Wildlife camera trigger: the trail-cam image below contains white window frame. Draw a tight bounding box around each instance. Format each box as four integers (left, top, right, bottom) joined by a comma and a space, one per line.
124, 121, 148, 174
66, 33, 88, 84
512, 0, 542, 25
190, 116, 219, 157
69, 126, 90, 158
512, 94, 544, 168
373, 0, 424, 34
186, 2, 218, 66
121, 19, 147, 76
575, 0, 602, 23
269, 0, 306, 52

________________________________________

_EXERCISE REQUIREMENTS_:
Pull out every line of the data above that contains the word "each".

_FINAL RESULT_:
Wildlife camera trigger: the trail-cam image below contains white window frame. Draw a tight bounding box around each instance. Format each box as four integers (left, top, right, bottom) joined by a comma and a space, one per line.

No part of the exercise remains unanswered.